■ **Instruction 1**
Using the appeal judgment, answer these questions:
(a) What is the number of the Government Notification that governs how these offenses are tried at Belgaum?
(b) How many assessors recorded their opinions at the trial?
(c) What is urged in appeal about the conviction?
■ **Instruction 2**
Give a continuation of the appeal judgment on the Section 326 conviction, starting after its final sentence.

■ **Text section**
□ □ □ □

1. This appeal raises a point of law which is not entirely free from difficulty. It may be stated as follows:-By virtue of Government Notification No. 7087, dated October 19, 1915 published at p. 257 of the Bombay Government Gazette, Part I for 1915 the offence of murder, punishable under Section 802 of the Indian Penal Code, is triable before the Court of Session of Belgaum with the aid of assessors: and the offence of causing grievous hurt by a dangerous weapon punishable under Section 326 of the Indian Penal Code is triable before the- same Court by a jury. In the present case the accused stood charged with murder and with no other offence and the offence was therefore triable by the Sessions Court with the aid of assessors. That offence was so tried up to and including the stage of the trial at which the two assessors recorded their opinions. After those opinions had been recorded the Sessions Judge adjourned the case for judgment. He held that the facts were within the scope of Section 326 and not Section 302 and therefore convicted the accused of the former offence.
2. It is urged in appeal that the conviction is illegal. The argument is that the offence under Section 320 was triable by a jury and not with the aid of assessors, and that as it was not tried by a jury the Sessions Judge could not convict the accused under that section.
3. Apart from the question of procedure it cannot be doubted that the terms of Section 23 of the Code of Criminal Procedure as interpreted by this High Court, are wide enough to permit a Court to convict an accused person charged with murder of an offence under Section 326 of the Indian Penal Code, if for instance the Sessions Judge had in this case held the accused guilty of an offence punishable under Section 304 of the Indian Penal Code which is also triable with the aid of assessors, the conviction Would clearly be permissible by virtue of Section 288 of the Code of Criminal Procedure.

□ □ □ □

■ **Excerpt from a dataset**

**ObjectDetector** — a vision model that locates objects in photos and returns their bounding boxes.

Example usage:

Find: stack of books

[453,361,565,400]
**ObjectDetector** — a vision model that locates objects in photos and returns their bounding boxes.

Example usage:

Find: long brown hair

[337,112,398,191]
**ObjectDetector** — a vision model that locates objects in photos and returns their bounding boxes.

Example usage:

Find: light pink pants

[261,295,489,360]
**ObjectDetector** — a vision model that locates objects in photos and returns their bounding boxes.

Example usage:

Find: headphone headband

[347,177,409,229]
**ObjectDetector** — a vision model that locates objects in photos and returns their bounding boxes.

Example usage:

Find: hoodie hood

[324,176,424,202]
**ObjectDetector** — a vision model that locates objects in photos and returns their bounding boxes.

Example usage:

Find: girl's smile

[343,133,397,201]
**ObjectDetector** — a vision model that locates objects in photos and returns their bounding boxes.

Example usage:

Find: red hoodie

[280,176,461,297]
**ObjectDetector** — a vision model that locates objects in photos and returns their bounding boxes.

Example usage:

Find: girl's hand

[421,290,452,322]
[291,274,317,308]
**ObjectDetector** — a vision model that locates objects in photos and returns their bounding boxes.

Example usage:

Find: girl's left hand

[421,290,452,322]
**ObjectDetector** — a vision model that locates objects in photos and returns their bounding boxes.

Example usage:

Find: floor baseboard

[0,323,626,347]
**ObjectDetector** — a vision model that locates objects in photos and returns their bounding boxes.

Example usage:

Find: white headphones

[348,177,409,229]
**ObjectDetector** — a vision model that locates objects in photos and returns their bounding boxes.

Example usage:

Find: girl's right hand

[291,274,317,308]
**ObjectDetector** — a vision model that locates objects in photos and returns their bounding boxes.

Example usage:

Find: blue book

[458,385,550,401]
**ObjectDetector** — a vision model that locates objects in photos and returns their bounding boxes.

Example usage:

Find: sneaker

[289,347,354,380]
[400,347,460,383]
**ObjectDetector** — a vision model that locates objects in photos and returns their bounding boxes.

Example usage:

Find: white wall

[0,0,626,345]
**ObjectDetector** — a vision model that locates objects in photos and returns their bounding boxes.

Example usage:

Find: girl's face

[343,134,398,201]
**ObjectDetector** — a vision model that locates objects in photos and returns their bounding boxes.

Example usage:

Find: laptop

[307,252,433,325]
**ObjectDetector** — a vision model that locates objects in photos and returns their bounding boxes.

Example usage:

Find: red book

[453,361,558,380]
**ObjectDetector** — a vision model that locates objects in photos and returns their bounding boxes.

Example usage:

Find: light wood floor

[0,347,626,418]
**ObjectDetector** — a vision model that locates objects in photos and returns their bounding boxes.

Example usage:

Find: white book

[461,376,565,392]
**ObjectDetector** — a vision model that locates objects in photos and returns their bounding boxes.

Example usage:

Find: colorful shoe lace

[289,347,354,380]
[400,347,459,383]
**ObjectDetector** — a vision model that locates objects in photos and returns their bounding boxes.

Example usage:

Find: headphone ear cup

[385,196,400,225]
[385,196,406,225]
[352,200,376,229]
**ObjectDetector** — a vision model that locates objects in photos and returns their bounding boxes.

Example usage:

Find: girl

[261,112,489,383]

□ □ □ □

■ **Exercise output 1**
(a) Government Notification No. 7087.
(b) Two.
(c) That the conviction is illegal.

■ **Exercise output 2**
4. I am unable to find that the exact point now before us has ever been the subject of judicial consideration. There are many decisions as those cases where the trial has been wrongly held ab incepto either before a jury or with the aid of assessors as the case may he. But those decisions do not assist us here. As 1 have said the procedure was strictly in accordance with law up to and including the stage when the assessors gave their opinions. Nor is there any specific direction by the Legislature on the point In enacting Section 536 of the Code of Criminal Procedure the Legislature must be taken to have had in mind cases where the procedure has been wrong throughout. Literally read Clause (2) of that section covers the present case but here it is obvious that, there was no opportunity to take objection and it is, therefore, difficult to hold that the defect (if any) is cured by that clause.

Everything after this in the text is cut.